Problem details
Give the records back in full, exactly as they read.

[Natural language region descriptions]
*-*-*
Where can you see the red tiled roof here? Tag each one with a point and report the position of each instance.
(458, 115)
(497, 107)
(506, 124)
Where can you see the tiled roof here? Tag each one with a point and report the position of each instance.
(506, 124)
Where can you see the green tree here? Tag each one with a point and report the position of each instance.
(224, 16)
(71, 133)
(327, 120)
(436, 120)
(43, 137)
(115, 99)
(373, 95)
*-*-*
Task output
Where can you see the red tiled roof here? Tag each one with a point and report the position of each instance.
(458, 115)
(497, 107)
(506, 124)
Where can you see the tiled roof here? Tag each one with a point and report the position of each instance.
(506, 124)
Where can you see the green tree here? Tag each one with a point and report the position of each instance.
(224, 16)
(71, 133)
(327, 120)
(436, 120)
(43, 137)
(115, 99)
(373, 95)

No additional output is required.